▸ Yazılı Görevler
#1 Kayıtlarda "In the photo above, where can the distant" ifadesini içeren satırdan "column 292, row 215" ifadesini içeren satıra kadar, iki uç da dahil olmak üzere, satırları hiç değiştirmeden döndür.
#2 Rap müziği üzerine yazının ertelenmesini anlatan köşe yazısını, son cümlesinin ardından sürdür.

▸ Metin
********

YAZARLAR

Gündem dışı ama gündemden uzak olmayan sayıklamalar

Bahsi rap’le açtım, Ferdi Özbeğen üzerinden Moğollar’a geldim. Bu hafta böyle oldu çünkü iki gün önce çok özel bir insanı, çok yakınımdaki bir ismi kaybettim. On yılı aşkın bir süredir hayatımda olan Burcu Galiba, savaştığı mendebur hastalığa yenildi ve aramızdan ayrıldı. Haberi aldığım günden beri aklım karışık. Bu yazı, biraz da onun için böyle. Hani başta söyledim ya, planlarımız başka ama başımıza gelen bambaşka...

Geçtiğimiz hafta yazımı rap bahsiyle bitirmiş, son yılların yükselen müziği üzerine birkaç kelam edeceğimi söylemiştim ama söz bir türlü oraya gelmiyor. Önceki aylarda duvaR’da bu mevzu üzerine çok yazdım; yine de kurulacak cümle çok. Kısa Türkiye Tarihi başlıklı seriyi bu yüzden bu bahisle bitirme niyetindeyim ancak yaşanan kimi hadiseler, bunu engelliyor. Bunlar özel durumlar elbette, insanın işini etkilememeli ama neticede insanız, yazının başına oturduğumuzda aldığımız haberler, insanın aklına üşüşenler ve hatta hava değişimleri bile gidişin yönünü değiştirebiliyor. Hani o çok kullanılan klişe cümle vardır ya, “hayat, siz planlar yaparken başınıza gelenlerden ibaret”, tam da öyle.

********

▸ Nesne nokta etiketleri

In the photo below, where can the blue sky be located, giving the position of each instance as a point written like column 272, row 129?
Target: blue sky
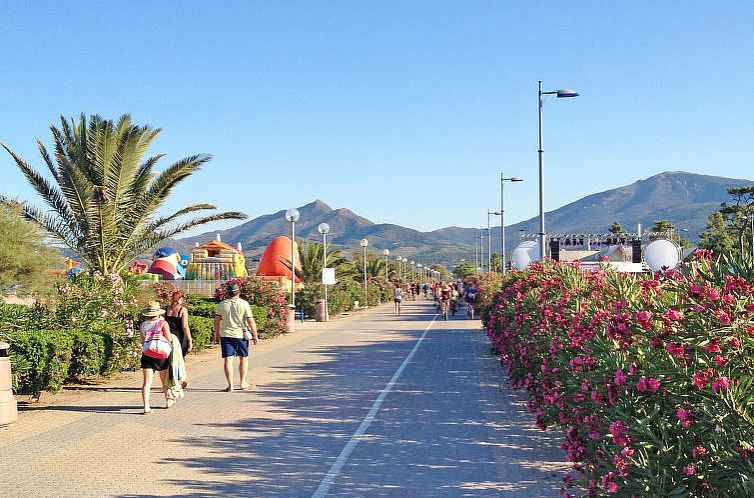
column 404, row 112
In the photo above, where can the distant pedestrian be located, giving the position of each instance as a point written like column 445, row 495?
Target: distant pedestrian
column 156, row 339
column 176, row 315
column 232, row 316
column 397, row 298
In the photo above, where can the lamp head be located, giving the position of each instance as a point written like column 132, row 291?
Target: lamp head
column 565, row 93
column 292, row 215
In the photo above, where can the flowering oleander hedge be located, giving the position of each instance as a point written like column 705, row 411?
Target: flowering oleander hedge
column 650, row 377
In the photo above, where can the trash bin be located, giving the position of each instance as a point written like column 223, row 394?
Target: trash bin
column 8, row 405
column 321, row 312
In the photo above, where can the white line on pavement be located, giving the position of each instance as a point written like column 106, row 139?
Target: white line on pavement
column 328, row 480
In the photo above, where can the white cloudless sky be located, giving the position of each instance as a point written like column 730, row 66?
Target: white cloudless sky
column 405, row 112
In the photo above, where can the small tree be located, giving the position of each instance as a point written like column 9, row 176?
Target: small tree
column 27, row 259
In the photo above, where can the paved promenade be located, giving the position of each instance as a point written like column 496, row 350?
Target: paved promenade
column 365, row 405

********

▸ Yazılı Cevaplar
#1
In the photo above, where can the distant pedestrian be located, giving the position of each instance as a point written like column 445, row 495?
Target: distant pedestrian
column 156, row 339
column 176, row 315
column 232, row 316
column 397, row 298
In the photo above, where can the lamp head be located, giving the position of each instance as a point written like column 132, row 291?
Target: lamp head
column 565, row 93
column 292, row 215

#2
Açık söyleyeyim, rap, yakın dönemde ilgi duyduğum bir müzik türü. Bunu yazarken lise yıllarında deli gibi rap dinlediğimi saklamayacağım. Run DMC, Beastie Boys, LL Cool J, o dönem dinlediklerim arasındaydı. Bilhassa Run DMC’nin 1986 yılında yayımlanan “Raising Hell” ve Beastie Boys’un yine aynı yıl dinleyici karşısına çıkan “Licensed to Ill” albümlerini kasetçalarımdan çıkarmazdım. İlerleyen dönemde ikisinin de plaklarını ve CD’lerini aldım, özel baskıları ve çıkan 45’likleri topladım, koleksiyonumu bu iki albüm nezdinde genişlettim ama rap bahsinde çok ilerlemedim. Bu müziğin memlekete geç girişi, bunun ilk nedeni. Dümeni yabancı müzikten yerli işlere kırdığımda karşımda Mazhar Fuat Özkan vardı ve “Ali Desidero” ile “Anında Görüntü”yü henüz yapmamışlardı. “Ali Desidero”nun ortamları şenlendirdiği yıllarda Barış Manço’nun “Ayı”sı, Hümeyra”nın “Tutkulardan İntihar”ı, Sertab Erener’in “Sakin Ol”u gibi münferit çalışmalar ya da Vitamin ve onları taklit eden ya da devam ettiren kimi albümler memleket rap tarihindeki ilk popüler işler ama bunlar olurken, rap, alttan alta kendi hükümdarlığını kuruyor, büyük çıkışa hazırlanıyormuş. Böyle diyorum çünkü Ankara’da yaşarken Gemlik’te, Bursa’da, Kadıköy’de olanları duymuyor, gelişmelerden haberdar olmuyorduk. Kendi adıma bu böyle. Rap’i Vitamin’den ibaret sanmıyordum elbette ama memleketin büyük bölümü buna inanmıştı. Bugün ortalığı karıştıran bu tür, memlekete böyle girdi ama neyse ki orada kalmadı.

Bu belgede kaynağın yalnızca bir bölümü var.